• Activity list:
a – Copy the stretch from "Research has found" through "plants and survive." in the passage on volunteer wheat.
b – Answer these questions from the passage on volunteer wheat:
(i) When wheat is hailed after heading, how much earlier than normal can volunteer emerge?
(ii) Under low temperature conditions, how long can wheat curl mites live off the plant?
(iii) Why is grazing volunteer not an effective option?
c – Continue the passage on volunteer wheat and wheat curl mites, starting after its last sentence.

Where volunteer wheat has emerged, producers should consider beginning control measures soon, if possible, rather than waiting until closer to wheat planting time. This is especially important on fields where wheat was hailed out and volunteer wheat emerged at the time of harvest, or shortly afterward.
Controlling the first flush of volunteer wheat now may mean you’ll need one more field pass than normal later in the summer to control volunteer wheat, but will help prevent even bigger problems down the road. It should be noted that grazing volunteer is not an effective option because there is green wheat material left that wheat curl mites can survive on.
Where wheat suffered hail damage after heading, volunteer often emerges even before the existing field is harvested – as much as two to three weeks or more earlier than it would normally emerge after harvest. This volunteer wheat is especially likely to become infected with wheat curl mites and lead to problems later in the season if left uncontrolled.
Figure 1. Thick stand of volunteer wheat after wheat harvest. Photo by Stu Duncan, K-State Research and Extension.
Wheat curl mites will move off growing wheat as the green tissue dries down and dies. After moving off the existing wheat at or near harvest time, the mites need to find green tissue of a suitable host soon or they will die of desiccation.
Research has found that the mites can live quite a few hours off the plant, and up to 24 hours under low temperature conditions, so significant numbers of mites may be blown in from farther away than previously thought.
If there is young, volunteer wheat growing at the time the current wheat crop is being harvested in the nearby region, the mites can quickly infest those volunteer plants and survive.

• Source data:
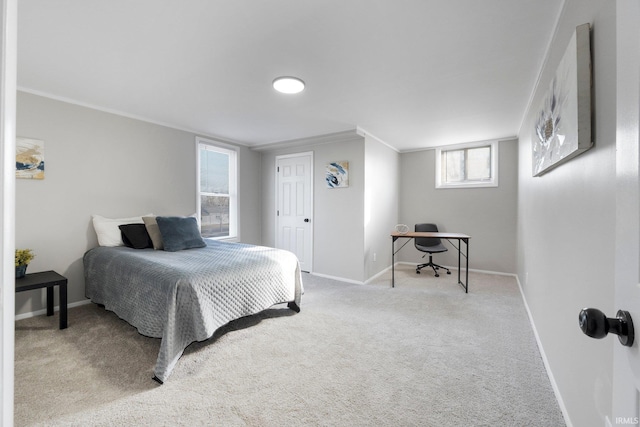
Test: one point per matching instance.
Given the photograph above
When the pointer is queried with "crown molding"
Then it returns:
(329, 138)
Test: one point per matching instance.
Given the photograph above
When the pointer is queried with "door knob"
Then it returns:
(595, 324)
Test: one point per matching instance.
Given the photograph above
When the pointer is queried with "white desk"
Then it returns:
(446, 236)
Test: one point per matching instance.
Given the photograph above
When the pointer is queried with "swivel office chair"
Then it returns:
(430, 245)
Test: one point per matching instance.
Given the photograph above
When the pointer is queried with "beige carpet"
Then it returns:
(424, 353)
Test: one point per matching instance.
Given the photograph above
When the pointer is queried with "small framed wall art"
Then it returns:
(337, 174)
(29, 158)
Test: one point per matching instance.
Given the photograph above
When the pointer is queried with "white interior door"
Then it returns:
(626, 369)
(294, 205)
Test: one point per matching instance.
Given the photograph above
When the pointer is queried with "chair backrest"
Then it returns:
(426, 241)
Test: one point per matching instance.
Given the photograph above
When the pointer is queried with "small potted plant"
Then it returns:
(23, 258)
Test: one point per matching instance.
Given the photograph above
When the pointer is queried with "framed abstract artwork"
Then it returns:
(29, 158)
(562, 127)
(337, 174)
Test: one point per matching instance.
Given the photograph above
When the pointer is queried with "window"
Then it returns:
(468, 165)
(217, 189)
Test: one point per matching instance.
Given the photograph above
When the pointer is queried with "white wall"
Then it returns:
(488, 215)
(566, 229)
(8, 66)
(101, 163)
(381, 204)
(338, 231)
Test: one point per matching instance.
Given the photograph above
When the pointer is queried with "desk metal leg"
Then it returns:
(393, 263)
(49, 300)
(466, 283)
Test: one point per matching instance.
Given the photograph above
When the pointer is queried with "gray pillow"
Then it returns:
(179, 232)
(154, 231)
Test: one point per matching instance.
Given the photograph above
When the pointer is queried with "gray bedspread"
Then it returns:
(184, 296)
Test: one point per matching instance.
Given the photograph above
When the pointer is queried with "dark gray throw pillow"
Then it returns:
(179, 232)
(135, 236)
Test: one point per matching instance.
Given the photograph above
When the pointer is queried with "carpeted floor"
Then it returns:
(424, 353)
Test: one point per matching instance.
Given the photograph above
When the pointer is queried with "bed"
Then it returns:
(183, 297)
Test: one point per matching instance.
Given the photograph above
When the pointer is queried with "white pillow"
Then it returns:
(107, 229)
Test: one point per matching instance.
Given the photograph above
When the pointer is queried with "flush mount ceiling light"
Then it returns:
(287, 84)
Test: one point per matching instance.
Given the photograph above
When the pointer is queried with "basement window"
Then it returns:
(217, 189)
(467, 165)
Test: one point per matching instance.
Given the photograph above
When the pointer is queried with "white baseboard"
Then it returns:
(44, 311)
(341, 279)
(474, 270)
(547, 367)
(372, 278)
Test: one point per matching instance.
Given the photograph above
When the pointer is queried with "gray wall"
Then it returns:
(381, 204)
(488, 215)
(563, 265)
(101, 163)
(338, 232)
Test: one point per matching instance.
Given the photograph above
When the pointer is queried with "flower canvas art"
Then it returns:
(562, 129)
(29, 158)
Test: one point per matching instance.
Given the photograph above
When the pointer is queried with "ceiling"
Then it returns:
(412, 73)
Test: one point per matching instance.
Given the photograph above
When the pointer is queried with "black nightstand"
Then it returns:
(47, 279)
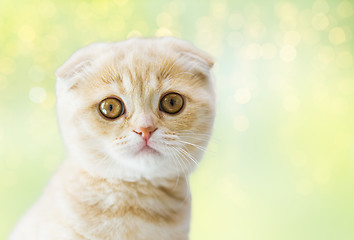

• Responses in order:
a –
Research has found that the mites can live quite a few hours off the plant, and up to 24 hours under low temperature conditions, so significant numbers of mites may be blown in from farther away than previously thought.
If there is young, volunteer wheat growing at the time the current wheat crop is being harvested in the nearby region, the mites can quickly infest those volunteer plants and survive.

b –
(i) As much as two to three weeks or more.
(ii) Up to 24 hours.
(iii) Green wheat material is left that wheat curl mites can survive on.

c –
If volunteer has emerged and is still alive shortly after harvest in hailed-out wheat, wheat curl mites could easily build up rapidly and spread to other volunteer wheat that emerges later in the season. On the other hand, if this early-emerging volunteer is controlled shortly after harvest, that will help greatly in breaking the green bridge. However, if more volunteer emerges during the summer, follow-up control will still be needed.
Volunteer wheat is not the only host of the wheat curl mite. Recent research has evaluated the suitability of wild grasses as hosts for both the curl mite and the wheat streak virus. Barnyardgrass topped the list in terms of suitability for both virus and mites, but is fortunately not that common in wheat fields. In contrast, green foxtail, although a rather poor host, could be an important disease reservoir simply because of its abundance. Take note of significant stands of these grasses in marginal areas and control them as you would volunteer wheat.
If volunteer wheat and other hosts are not controlled throughout the summer and are infested with wheat curl mites, the mites will survive until fall and could infest newly planted wheat at that time. Wheat curl mite infestations are the cause of infections of wheat streak mosaic, High Plains mosaic virus, and triticum mosaic virus. Wheat varieties with the wsm2 gene for resistance to wheat streak mosaic (Oakley CL, Joe, and Clara CL) remain susceptible to High Plains mosaic virus and triticum mosaic virus, so controlling volunteer wheat is still important even if you plant one of those varieties.
Figure 2. Volunteer wheat on the edges of a sunflower field were infested with wheat curl mites and caused a wheat streak mosaic infection in the adjacent wheat crop that fall. Photo by Stu Duncan, K-State Research and Extension.
Figure 3. Closeup of wheat showing symptoms of a wheat streak mosaic virus infection in the fall. Photo by Jeanne Falk Jones, K-State Research and Extension.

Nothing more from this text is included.